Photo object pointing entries

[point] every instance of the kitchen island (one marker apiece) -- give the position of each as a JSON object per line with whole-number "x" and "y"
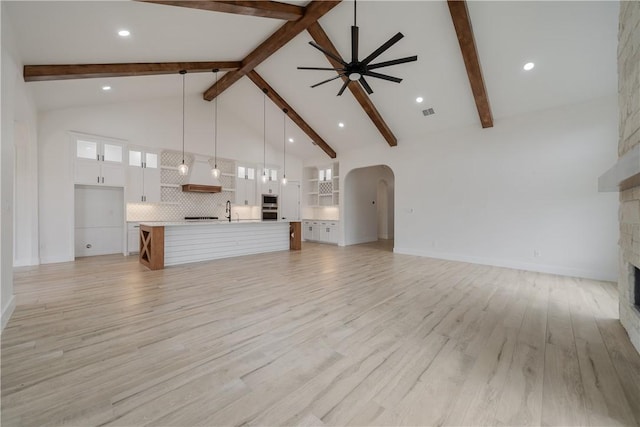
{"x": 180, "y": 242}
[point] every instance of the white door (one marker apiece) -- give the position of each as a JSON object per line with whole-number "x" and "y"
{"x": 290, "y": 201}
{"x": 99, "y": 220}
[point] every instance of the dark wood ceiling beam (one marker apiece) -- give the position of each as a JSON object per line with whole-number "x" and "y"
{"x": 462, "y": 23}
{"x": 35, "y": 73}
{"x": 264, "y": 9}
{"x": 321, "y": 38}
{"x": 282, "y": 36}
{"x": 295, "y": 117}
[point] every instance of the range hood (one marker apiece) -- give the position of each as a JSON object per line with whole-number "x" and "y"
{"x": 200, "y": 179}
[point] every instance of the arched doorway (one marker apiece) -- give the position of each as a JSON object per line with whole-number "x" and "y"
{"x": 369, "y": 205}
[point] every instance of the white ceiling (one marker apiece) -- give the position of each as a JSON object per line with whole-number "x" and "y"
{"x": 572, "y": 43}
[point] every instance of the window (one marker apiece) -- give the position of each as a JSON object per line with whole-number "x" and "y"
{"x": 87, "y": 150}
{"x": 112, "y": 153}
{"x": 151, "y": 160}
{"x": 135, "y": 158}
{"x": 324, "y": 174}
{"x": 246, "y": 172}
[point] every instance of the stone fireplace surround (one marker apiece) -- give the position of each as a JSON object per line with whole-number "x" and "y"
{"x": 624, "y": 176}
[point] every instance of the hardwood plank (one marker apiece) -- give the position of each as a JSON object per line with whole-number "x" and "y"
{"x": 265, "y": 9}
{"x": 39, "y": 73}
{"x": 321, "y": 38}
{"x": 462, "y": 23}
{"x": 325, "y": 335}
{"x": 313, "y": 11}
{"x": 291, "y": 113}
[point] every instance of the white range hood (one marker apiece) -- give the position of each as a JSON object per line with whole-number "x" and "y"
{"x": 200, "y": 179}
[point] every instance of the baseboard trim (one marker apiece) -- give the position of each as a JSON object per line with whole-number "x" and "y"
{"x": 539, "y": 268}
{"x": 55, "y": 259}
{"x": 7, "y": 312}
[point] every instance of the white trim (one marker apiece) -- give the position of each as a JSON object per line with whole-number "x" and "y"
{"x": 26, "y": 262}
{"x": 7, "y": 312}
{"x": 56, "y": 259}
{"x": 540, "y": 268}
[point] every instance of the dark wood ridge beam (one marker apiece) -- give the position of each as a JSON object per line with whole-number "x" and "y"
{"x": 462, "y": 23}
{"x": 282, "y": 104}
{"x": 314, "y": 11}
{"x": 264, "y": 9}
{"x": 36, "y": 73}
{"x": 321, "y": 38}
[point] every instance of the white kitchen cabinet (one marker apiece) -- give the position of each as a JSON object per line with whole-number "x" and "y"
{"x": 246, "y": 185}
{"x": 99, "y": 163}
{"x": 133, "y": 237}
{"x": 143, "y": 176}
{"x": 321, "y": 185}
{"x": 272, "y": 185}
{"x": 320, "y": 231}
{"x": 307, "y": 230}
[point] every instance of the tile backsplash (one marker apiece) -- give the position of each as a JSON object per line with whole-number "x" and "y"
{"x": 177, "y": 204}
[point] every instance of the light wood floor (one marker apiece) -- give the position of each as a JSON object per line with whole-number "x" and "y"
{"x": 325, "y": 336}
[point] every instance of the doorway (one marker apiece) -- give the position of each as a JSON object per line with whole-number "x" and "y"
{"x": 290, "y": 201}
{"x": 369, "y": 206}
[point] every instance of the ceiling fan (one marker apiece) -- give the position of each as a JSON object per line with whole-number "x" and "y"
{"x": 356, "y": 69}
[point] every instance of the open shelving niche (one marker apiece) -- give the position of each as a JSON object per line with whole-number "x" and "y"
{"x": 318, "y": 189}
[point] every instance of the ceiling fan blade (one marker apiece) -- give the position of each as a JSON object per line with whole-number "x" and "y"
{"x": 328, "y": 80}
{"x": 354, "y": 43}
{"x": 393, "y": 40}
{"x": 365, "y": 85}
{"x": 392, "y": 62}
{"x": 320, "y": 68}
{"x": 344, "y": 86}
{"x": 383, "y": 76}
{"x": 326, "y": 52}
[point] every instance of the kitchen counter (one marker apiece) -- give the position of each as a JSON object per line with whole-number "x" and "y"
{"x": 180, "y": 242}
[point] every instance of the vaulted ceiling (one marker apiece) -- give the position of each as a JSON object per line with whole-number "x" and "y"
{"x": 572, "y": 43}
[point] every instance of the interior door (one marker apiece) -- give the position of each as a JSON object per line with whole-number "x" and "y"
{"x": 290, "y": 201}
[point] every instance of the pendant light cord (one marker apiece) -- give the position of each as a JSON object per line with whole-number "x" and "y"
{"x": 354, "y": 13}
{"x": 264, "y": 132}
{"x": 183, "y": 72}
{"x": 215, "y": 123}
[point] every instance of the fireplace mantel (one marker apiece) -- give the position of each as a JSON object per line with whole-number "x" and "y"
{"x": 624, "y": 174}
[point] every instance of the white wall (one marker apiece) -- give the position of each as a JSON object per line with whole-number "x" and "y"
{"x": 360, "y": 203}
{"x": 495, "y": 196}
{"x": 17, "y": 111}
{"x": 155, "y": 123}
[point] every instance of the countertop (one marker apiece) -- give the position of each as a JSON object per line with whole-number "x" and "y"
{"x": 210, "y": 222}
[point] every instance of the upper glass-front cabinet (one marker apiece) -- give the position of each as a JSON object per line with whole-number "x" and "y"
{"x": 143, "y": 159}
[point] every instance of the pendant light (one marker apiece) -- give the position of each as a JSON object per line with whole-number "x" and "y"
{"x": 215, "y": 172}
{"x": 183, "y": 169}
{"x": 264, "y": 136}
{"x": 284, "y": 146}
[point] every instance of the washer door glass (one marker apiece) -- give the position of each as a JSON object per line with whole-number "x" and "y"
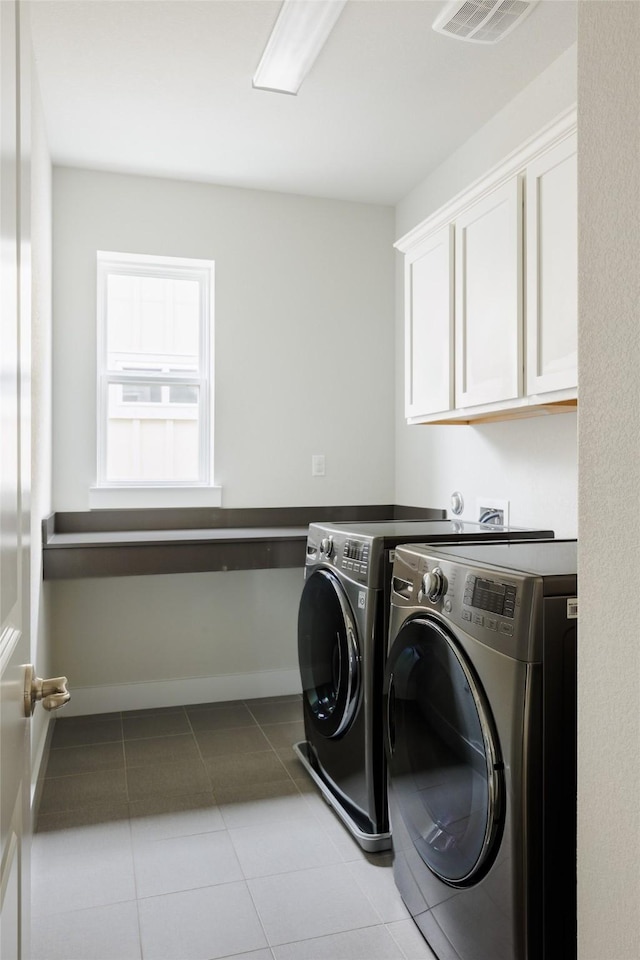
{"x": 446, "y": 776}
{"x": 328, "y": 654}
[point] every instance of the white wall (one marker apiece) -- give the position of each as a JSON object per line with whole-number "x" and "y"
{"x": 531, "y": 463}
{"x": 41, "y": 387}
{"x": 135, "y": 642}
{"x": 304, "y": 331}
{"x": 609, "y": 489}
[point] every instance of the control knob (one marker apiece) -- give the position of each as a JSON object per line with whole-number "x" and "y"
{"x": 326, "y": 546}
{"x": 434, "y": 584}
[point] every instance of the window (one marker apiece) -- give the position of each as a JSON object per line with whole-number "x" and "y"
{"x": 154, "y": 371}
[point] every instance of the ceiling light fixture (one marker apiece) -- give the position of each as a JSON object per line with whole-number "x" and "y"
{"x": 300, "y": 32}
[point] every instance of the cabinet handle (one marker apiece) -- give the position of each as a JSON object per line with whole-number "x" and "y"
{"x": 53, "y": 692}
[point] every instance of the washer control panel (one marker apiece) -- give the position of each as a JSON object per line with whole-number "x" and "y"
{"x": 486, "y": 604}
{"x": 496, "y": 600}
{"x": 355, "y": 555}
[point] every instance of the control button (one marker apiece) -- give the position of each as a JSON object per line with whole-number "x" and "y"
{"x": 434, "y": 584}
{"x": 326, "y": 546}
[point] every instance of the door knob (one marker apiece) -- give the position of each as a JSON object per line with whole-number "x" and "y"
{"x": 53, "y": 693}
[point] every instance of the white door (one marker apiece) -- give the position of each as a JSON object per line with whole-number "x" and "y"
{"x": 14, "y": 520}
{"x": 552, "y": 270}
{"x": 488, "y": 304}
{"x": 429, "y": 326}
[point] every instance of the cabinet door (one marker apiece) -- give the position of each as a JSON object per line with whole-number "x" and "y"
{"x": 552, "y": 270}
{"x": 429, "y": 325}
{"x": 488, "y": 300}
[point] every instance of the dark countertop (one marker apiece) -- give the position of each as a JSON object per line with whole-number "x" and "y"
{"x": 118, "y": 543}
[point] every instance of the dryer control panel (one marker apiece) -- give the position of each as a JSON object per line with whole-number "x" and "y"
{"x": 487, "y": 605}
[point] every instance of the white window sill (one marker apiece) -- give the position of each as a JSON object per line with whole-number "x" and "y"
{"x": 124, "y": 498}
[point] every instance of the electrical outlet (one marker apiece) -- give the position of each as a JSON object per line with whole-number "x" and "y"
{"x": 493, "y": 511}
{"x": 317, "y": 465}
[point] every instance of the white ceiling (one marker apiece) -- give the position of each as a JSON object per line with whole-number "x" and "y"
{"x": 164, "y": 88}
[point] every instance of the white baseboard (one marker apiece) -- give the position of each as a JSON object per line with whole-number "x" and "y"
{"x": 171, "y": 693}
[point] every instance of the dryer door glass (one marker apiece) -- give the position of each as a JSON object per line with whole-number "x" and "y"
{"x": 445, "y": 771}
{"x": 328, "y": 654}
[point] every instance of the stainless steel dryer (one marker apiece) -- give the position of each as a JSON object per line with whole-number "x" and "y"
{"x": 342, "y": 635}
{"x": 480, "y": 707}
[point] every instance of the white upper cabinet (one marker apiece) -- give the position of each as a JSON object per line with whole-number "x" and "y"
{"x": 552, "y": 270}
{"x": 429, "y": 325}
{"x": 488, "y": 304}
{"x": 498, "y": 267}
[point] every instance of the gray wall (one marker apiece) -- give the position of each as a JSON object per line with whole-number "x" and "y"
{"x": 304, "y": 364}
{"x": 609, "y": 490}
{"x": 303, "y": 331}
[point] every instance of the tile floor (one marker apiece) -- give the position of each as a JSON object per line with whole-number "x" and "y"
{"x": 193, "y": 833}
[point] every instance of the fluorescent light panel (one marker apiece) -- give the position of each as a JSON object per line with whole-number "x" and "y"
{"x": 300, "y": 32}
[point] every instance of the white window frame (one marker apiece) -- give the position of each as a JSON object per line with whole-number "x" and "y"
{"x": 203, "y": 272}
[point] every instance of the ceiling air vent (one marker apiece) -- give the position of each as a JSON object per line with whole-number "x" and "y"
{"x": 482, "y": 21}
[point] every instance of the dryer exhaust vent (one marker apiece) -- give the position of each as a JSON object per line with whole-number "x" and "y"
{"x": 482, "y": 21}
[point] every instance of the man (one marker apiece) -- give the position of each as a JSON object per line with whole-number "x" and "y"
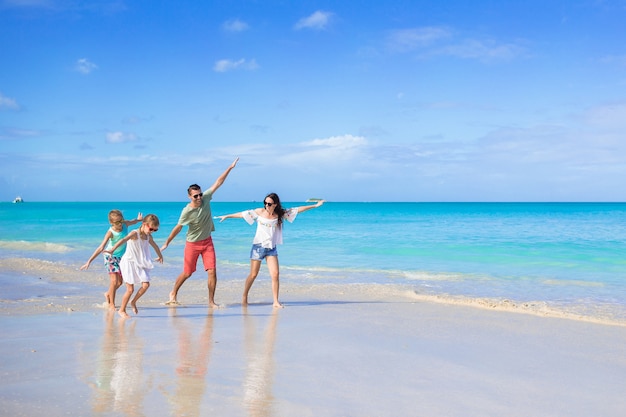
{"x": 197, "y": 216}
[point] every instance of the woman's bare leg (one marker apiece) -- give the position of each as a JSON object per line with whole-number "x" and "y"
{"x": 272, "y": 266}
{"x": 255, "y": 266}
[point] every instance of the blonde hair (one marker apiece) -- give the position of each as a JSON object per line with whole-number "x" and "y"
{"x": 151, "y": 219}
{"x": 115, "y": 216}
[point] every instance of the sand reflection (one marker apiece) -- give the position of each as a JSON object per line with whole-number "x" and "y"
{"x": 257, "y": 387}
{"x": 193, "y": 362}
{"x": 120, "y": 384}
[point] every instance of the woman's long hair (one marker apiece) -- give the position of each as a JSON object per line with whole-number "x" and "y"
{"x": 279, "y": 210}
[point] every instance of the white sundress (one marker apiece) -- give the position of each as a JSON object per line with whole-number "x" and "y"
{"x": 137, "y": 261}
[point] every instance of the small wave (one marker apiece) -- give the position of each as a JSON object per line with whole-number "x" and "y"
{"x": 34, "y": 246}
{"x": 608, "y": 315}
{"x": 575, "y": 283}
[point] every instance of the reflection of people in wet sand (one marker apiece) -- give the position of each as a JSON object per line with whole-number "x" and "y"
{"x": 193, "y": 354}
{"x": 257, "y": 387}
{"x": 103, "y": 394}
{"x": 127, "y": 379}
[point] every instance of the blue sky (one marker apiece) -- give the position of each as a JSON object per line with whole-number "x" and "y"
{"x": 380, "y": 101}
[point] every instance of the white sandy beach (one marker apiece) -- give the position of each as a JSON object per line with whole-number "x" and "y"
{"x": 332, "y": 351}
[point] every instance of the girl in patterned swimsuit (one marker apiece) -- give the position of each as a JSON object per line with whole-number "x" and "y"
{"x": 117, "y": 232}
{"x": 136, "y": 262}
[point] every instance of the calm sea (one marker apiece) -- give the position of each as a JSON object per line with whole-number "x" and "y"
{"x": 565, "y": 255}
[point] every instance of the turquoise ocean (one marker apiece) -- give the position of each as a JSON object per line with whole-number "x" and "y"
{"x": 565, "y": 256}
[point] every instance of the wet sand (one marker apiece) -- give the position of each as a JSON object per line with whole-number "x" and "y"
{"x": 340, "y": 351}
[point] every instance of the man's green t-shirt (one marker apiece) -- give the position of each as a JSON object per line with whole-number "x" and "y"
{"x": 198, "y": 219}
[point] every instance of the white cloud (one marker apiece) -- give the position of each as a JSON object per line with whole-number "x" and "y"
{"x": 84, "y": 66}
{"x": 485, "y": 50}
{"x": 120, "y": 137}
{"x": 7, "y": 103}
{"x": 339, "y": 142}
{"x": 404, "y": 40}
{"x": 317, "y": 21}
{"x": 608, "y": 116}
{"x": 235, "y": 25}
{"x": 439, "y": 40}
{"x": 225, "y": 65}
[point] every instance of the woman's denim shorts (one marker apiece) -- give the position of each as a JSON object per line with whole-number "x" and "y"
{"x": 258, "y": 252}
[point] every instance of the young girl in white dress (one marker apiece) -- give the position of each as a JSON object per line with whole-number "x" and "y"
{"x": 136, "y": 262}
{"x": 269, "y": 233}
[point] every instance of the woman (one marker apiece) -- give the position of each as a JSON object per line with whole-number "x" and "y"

#### TO DO:
Please rename "white dress" to "white sundress" in everything from the line containing "[point] every instance of the young" down to the end of the entries, and give those lines back with nothing else changed.

#### IN RESPONSE:
[point] every instance of the young girl in white sundress (one marker apiece) -- give the position of each as a JSON object per line with whole-number "x" and "y"
{"x": 136, "y": 262}
{"x": 269, "y": 233}
[point] every instance of the woman (one marker apiece) -- give the position of each as a JSON object per line with whole-number "x" and "y"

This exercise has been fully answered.